● Extrait:
Ayons tous une pensée particulière pour la Colombie où des élections se tiennent aujourd’hui, opposant une opposition pro-paix à un trumpiste voulant poursuivre la politique du gouvernement conservateur précédent pro-OTAN. Rappelons que les pays de l’OTAN cumulent des budgets militaires à 60% des budgets mondiaux tandis que la Russie est à 3,4% environ, selon le SIPRI.
L’Institut international de recherche sur la paix de Stockholm
Qu’est-ce que le SIPRI ? J’ai le privilège d’être porte-parole principal des Artistes pour la Paix depuis 1985 (bonjour au collègue Pietro Pizzuto!). En 2009, la dynamique directrice du Musée des Beaux-Arts de Montréal, Nathalie Bondil, avait organisé une exposition audacieuse célébrant le 40e anniversaire du bed-in à Montréal de John Lennon et Yoko Ono : nous y avions participé avec Coral Egan, Mara Tremblay, Catherine Major, Catherine Durand, Samian et Sylvie Paquette.
Ne misant pas uniquement sur la musique, les chansons, les poèmes et les arts, le regroupement pacifiste que je présidais prônait aussi la non-violence et le désarmement avec feu Yves Bélanger, directeur depuis 1985 du Groupe ressource sur l’industrie militaire et la sécurité (GRIMS). J’ai partagé sa dernière conférence pendant la grève des professeurs de 2009. Car le syndicat de l’UQAM organisait des conférences gratuites par ses professeurs et la même année, paraissait chez Albin Michel Capitalisme et pulsion de mort, coécrit par mon collègue économiste amoureux de Mozart, feu Gilles Dostaler avec Bernard Maris, ce dernier assassiné dans les locaux de Charlie-Hebdo, friand de vérités gênantes comme le Monde Diplomatique et Pressenza dans un monde de médias noyautés [2].
Déjà gravement malade, Yves avait délégué son élève Aude-Emmanuelle Fleurant à la conférence-débat sur les guerres et écocides (voir page spéciale), organisée par Louise Vandelac et Pugwash Canada, à l’exécutif duquel je siégeais depuis mon récital à son 50e anniversaire. Aujourd’hui une des directrices du SIPRI, Madame Fleurant mentionne pour la première fois en 35 ans une augmentation des armes nucléaires et de leur financement de 9%, c’est-à-dire de 6.5 milliards de $ qui contribuent à l’insécurité mondiale et à l’inflation, comme les augmentations des budgets militaires; cela en dépit de l’appel lancé il y a six mois par le Secrétaire général de l’ONU Antonio Guterres que chaque pays coupe ses budgets militaires de 10% pour faire face à la crise climatique.

● Consignes:
**1.** Dressez la liste des personnes nommées dans l’extrait après les mots « nous y avions participé avec ».
**2.** Dites si chaque affirmation est conforme à l’extrait, en répondant par oui ou par non et en citant les mots décisifs.
(a) Selon le SIPRI, les budgets militaires des pays de l’OTAN représentent 60 % des budgets mondiaux.
(b) Yves Bélanger a assisté lui-même à la conférence-débat sur les guerres et écocides.
(c) Antonio Guterres a demandé à chaque pays de réduire ses budgets militaires de 10 %.
Les items n’interviennent pas dans ces exercices.

● Données:
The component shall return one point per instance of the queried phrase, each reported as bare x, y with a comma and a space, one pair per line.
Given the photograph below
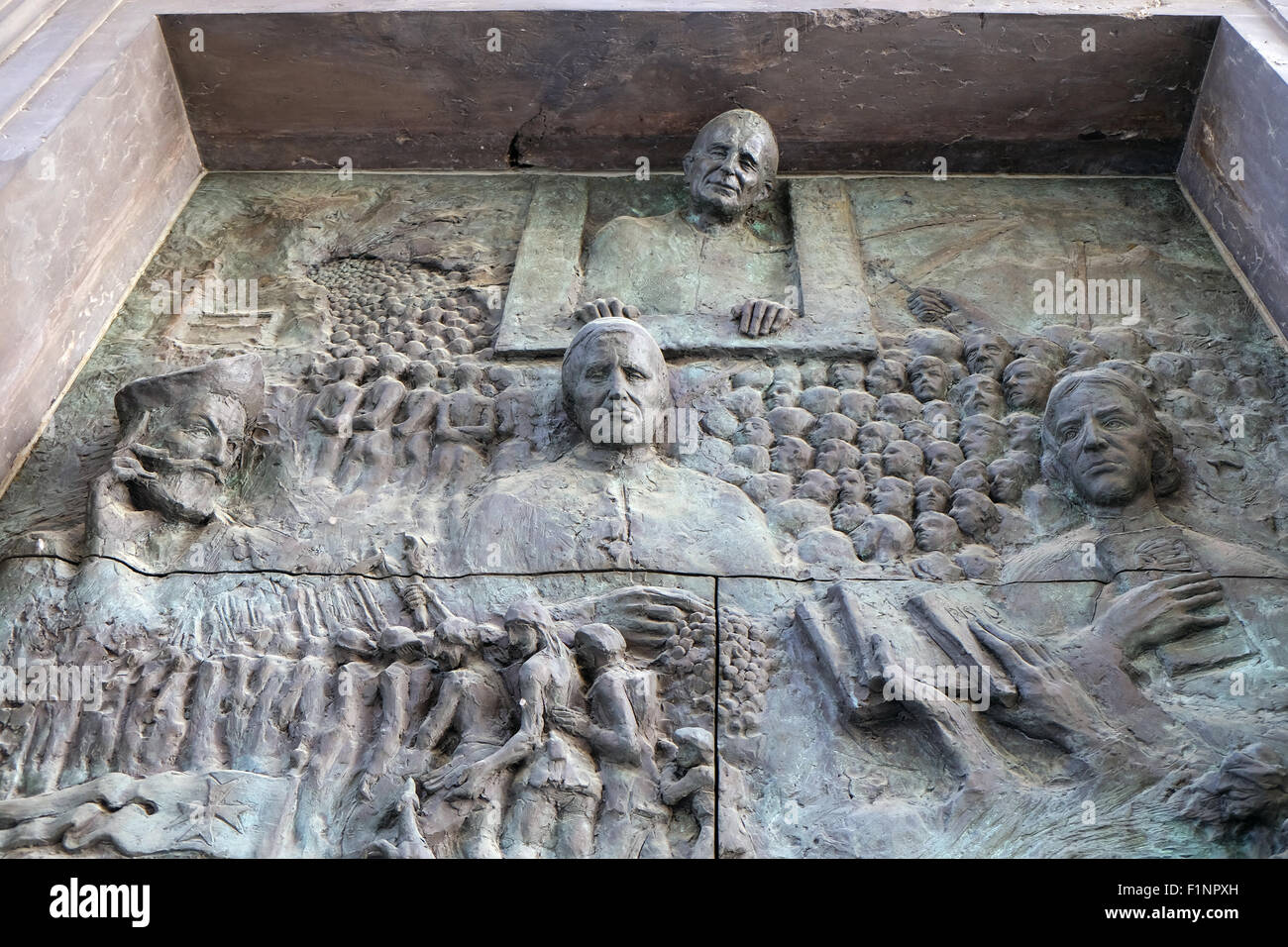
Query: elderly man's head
529, 628
1028, 384
185, 429
987, 354
616, 384
733, 163
1102, 438
928, 377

● Corrigé:
**1.** Coral Egan, Mara Tremblay, Catherine Major, Catherine Durand, Samian, Sylvie Paquette.

**2.**
(a) Oui : « les pays de l’OTAN cumulent des budgets militaires à 60% des budgets mondiaux tandis que la Russie est à 3,4% environ, selon le SIPRI ».
(b) Non : « Yves avait délégué son élève Aude-Emmanuelle Fleurant à la conférence-débat sur les guerres et écocides ».
(c) Oui : « l’appel lancé il y a six mois par le Secrétaire général de l’ONU Antonio Guterres que chaque pays coupe ses budgets militaires de 10% ».